*** Opening of WORKING DATA ***

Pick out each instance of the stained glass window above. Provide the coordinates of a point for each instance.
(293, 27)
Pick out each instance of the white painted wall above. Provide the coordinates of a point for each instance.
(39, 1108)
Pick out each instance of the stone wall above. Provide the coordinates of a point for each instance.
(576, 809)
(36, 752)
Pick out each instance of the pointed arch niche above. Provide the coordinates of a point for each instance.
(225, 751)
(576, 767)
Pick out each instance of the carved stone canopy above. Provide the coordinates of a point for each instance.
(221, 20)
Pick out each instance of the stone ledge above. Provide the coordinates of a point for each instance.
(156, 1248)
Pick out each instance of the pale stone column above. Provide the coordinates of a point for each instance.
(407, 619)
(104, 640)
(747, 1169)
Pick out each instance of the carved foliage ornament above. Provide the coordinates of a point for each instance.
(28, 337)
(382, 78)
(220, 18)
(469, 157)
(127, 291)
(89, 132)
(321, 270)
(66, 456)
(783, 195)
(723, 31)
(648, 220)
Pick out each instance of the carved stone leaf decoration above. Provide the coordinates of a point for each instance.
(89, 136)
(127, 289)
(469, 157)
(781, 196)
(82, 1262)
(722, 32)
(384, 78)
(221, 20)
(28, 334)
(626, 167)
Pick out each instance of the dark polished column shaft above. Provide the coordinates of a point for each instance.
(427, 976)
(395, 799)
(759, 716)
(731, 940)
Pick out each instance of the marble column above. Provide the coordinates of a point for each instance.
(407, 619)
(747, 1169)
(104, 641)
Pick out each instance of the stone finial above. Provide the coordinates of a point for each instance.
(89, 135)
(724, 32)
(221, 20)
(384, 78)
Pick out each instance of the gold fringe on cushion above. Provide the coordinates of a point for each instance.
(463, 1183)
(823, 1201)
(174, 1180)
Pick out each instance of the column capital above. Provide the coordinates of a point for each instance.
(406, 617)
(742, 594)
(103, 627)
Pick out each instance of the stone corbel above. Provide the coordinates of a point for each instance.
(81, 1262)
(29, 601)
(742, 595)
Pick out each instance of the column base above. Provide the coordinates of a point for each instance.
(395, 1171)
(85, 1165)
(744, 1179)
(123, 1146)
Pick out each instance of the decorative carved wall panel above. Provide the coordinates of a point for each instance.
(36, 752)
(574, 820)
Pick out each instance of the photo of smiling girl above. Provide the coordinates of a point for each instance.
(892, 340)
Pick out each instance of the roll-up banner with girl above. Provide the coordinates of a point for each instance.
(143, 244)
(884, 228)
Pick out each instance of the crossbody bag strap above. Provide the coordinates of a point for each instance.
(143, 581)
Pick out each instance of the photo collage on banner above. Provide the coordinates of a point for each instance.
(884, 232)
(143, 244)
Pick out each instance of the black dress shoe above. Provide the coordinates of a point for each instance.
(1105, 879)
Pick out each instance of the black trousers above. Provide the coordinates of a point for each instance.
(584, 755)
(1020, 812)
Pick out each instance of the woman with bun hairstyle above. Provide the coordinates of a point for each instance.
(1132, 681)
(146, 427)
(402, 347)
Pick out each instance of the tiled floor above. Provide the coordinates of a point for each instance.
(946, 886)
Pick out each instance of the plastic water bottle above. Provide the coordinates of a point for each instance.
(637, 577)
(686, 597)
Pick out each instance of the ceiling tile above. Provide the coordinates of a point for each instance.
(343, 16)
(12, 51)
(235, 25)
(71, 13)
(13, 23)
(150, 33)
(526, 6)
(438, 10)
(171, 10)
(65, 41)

*** Close of WORKING DATA ***

# [WHAT TO WORK ON]
Make an exact transcription of the entries.

# [ANSWER TO THIS TASK]
Pick out each instance of the stained glass window above. Provide the coordinates of a point for each instance.
(293, 27)
Pick out each instance of the white painted wall above. Provide the coordinates of a point for each instance.
(39, 1108)
Pick out each instance of the stone wall above. Provide the coordinates of a point for each instance.
(576, 809)
(36, 752)
Pick out each instance of the pointed arch niche above. Provide the coordinates of a point for each instance.
(225, 751)
(576, 767)
Pick out each instance of the carved stone canopy above. Provide the coordinates of a point for each instance.
(221, 20)
Pick out each instance of the stone ledge above. Provide the coordinates of a point for each instance.
(156, 1248)
Pick out each instance of the pale stone column above. Provide the coordinates of a point for each instance.
(407, 619)
(104, 640)
(747, 1169)
Pick out each instance of the carved foliage ornament above. Provide the coordinates of a point for each instance.
(28, 337)
(382, 78)
(220, 18)
(469, 157)
(127, 291)
(89, 132)
(321, 270)
(66, 456)
(783, 195)
(723, 31)
(648, 220)
Pick out each instance of the carved stone leaf decoration above. Provide the coordinates of a point for each instance.
(89, 136)
(127, 289)
(469, 157)
(781, 196)
(82, 1262)
(722, 32)
(384, 78)
(221, 20)
(28, 334)
(626, 167)
Pick out each instance of the dark polished column shaft above. Provide the coordinates of a point for each instance.
(427, 976)
(395, 799)
(759, 716)
(731, 940)
Pick out each instance of the marble column above. Provide the coordinates of a point for each instance.
(407, 619)
(747, 1169)
(104, 641)
Pick out each instance of the stone finial above. Provide the coordinates of a point for each instance.
(89, 135)
(724, 32)
(221, 20)
(384, 78)
Pick out each instance of the gold fringe on cushion above. Provide the coordinates of a point for each instance.
(463, 1183)
(823, 1201)
(174, 1180)
Pick out each instance of the column capital above. Provide the coordinates of a point for each instance.
(406, 617)
(742, 594)
(103, 627)
Pick out each instance of the stone corbel above. Provide the coordinates of a point for each instance.
(81, 1262)
(29, 601)
(742, 595)
Pick out each instance of the column base above. Provide the coordinates of a point for each instance.
(395, 1171)
(85, 1165)
(744, 1179)
(123, 1146)
Pick out each instance of the decorative carved wall panel above. Provide the coordinates of a point for each instance.
(36, 752)
(574, 820)
Pick out each instance of the photo of smiling girl above. Provide the coordinates of a point for each instance.
(892, 340)
Pick out each instance of the roll-up banner with girl above. Provide the coordinates of a point for each instance.
(143, 244)
(884, 228)
Pick out each instance of the crossbody bag strap above. Provide the coordinates of a point for each instance.
(143, 581)
Pick out each instance of the photo collage on banner above. Provide the coordinates of a point for each instance.
(884, 232)
(143, 244)
Pick out each instance of the black dress shoe above. Provide the coordinates of a point for each instance.
(1105, 879)
Pick out each instance of the black trousers above. Provide the coordinates of a point for each instance.
(584, 755)
(1020, 812)
Pick out each instance of the woman with bun hairstyle above. Provide the coordinates of a point for each instance.
(1132, 681)
(146, 427)
(402, 347)
Pick out each instance of the tiled floor above. Provide the coordinates of a point for each instance.
(946, 886)
Pick out each instance of the plastic water bottle above. Provide the coordinates of a point for each instance.
(637, 577)
(686, 597)
Pick out each instance of the ceiling tile above. Provide the coordinates of a point for each instance.
(343, 16)
(12, 51)
(235, 25)
(71, 13)
(13, 23)
(150, 33)
(526, 6)
(438, 10)
(171, 10)
(65, 41)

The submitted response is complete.